◆ **What needs to be done**:
Set down the lines from the one containing "Provide the mask of every instance of the woman" through the one containing "403L721 403L721 337L667", copying them word for word.

◆ **Record set**:
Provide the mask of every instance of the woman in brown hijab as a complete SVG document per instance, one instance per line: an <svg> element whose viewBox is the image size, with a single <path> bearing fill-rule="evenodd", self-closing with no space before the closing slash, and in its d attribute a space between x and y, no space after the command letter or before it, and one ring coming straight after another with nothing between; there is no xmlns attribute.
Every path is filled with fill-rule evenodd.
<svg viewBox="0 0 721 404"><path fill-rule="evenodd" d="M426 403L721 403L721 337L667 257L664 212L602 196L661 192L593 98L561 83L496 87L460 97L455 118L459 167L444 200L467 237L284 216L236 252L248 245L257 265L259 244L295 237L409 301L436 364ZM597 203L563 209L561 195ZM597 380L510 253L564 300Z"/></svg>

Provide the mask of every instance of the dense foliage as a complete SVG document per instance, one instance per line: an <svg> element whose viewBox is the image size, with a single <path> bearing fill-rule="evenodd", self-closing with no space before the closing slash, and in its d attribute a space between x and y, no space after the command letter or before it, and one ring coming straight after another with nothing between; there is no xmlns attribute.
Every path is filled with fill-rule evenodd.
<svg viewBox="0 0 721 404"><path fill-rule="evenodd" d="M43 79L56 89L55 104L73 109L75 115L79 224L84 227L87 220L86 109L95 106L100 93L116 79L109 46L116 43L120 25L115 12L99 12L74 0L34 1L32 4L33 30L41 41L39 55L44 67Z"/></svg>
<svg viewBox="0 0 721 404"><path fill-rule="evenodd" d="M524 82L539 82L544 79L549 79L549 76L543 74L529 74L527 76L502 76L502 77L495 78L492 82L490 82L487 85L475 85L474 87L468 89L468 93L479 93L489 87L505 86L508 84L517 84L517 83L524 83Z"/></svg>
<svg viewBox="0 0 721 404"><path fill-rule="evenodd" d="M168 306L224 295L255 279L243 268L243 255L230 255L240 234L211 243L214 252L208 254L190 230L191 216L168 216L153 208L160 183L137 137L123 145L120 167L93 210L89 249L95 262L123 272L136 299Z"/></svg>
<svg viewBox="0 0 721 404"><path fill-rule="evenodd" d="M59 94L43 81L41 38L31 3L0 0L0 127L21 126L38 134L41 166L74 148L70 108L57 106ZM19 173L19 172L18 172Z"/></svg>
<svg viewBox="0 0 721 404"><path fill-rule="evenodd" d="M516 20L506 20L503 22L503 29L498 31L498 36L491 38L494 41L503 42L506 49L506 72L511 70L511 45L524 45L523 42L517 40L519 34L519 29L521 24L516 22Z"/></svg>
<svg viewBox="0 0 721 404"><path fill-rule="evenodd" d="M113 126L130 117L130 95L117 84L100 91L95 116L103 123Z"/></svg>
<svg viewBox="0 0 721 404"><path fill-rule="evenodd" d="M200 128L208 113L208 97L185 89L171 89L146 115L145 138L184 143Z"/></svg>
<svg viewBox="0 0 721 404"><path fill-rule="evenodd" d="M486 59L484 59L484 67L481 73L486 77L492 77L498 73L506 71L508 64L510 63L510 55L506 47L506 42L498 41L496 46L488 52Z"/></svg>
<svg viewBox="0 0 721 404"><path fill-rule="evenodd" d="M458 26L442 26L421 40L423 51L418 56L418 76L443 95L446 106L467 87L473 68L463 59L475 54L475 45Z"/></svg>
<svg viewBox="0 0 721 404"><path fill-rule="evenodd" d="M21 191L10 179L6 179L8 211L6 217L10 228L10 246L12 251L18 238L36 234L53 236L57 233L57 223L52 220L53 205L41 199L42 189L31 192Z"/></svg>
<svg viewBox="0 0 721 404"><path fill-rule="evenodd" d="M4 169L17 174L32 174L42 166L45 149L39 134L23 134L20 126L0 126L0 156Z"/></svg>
---
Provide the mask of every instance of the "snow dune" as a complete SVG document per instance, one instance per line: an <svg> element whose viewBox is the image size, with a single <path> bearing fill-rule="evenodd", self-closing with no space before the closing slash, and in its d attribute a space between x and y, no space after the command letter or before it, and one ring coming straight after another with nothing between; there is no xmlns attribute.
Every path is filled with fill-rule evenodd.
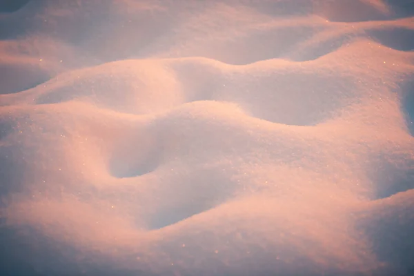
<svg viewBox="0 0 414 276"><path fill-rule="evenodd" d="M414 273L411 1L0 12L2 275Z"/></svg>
--
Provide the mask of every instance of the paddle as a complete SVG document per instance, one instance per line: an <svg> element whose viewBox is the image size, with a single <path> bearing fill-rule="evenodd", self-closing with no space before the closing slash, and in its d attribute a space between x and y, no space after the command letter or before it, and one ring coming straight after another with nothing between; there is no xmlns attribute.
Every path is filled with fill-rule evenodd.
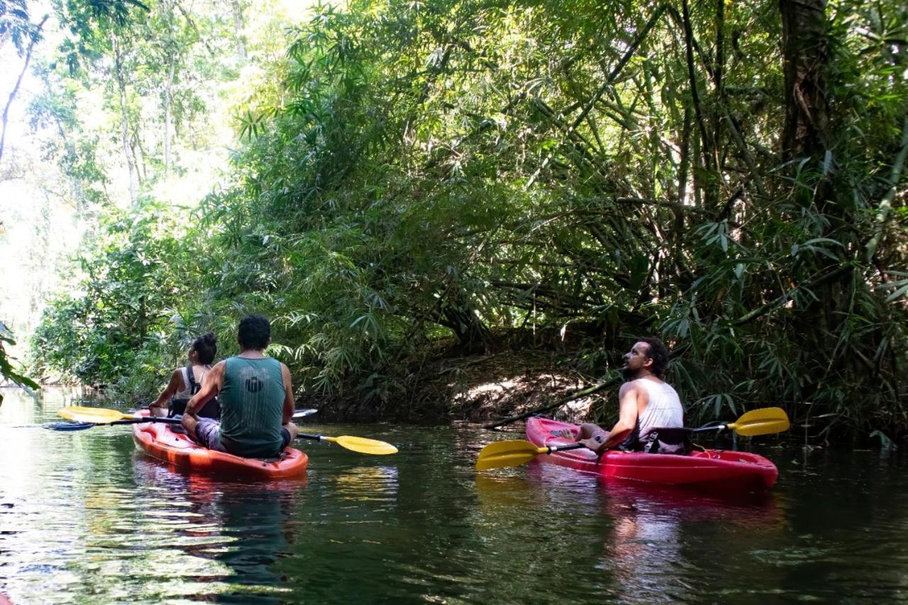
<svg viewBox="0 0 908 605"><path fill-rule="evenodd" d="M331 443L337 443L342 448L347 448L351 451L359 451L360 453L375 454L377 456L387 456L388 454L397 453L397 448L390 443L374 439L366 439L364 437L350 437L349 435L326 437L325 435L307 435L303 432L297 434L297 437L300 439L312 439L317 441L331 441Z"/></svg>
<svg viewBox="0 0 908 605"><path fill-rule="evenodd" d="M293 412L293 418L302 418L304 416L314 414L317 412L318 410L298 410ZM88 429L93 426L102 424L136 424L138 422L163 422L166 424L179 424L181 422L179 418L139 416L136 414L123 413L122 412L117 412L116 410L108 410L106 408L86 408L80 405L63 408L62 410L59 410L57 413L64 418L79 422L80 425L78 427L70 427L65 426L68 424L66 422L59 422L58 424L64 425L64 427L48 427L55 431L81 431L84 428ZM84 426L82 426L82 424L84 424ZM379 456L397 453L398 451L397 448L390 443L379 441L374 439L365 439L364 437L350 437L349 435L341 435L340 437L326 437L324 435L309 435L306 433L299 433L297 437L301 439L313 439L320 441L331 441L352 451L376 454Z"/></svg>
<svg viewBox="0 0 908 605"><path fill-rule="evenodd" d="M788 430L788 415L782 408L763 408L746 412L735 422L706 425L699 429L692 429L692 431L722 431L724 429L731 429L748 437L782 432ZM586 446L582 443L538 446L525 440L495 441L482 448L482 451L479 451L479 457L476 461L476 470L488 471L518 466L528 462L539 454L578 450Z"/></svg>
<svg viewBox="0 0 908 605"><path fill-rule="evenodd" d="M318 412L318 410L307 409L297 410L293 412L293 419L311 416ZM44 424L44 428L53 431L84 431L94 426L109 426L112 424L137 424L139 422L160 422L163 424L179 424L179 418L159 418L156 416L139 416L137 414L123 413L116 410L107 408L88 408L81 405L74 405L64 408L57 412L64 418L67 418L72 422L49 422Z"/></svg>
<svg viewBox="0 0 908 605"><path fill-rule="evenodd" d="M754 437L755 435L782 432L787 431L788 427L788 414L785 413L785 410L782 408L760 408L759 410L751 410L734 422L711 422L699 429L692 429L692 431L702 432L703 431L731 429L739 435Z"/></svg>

◆ **Full solution**:
Provide the mask of every instance of the woman in brown hijab as a complete SVG document per instance, one instance per line: an <svg> element whose viewBox is the image size, with a single <path> bearing fill-rule="evenodd", self-closing with no space before the closing slash, and in its d attribute a space between x and y, no space after the command letter or before it, and one ring coming straight after another with nothing between; there is no xmlns attribute.
Every path is filled with fill-rule evenodd.
<svg viewBox="0 0 721 404"><path fill-rule="evenodd" d="M426 403L721 403L721 337L667 257L664 212L602 196L661 192L593 98L561 83L496 87L460 97L455 118L459 167L444 200L467 237L284 216L236 252L248 245L257 265L259 244L295 237L409 301L436 364ZM597 203L563 209L561 195ZM597 380L510 253L564 300Z"/></svg>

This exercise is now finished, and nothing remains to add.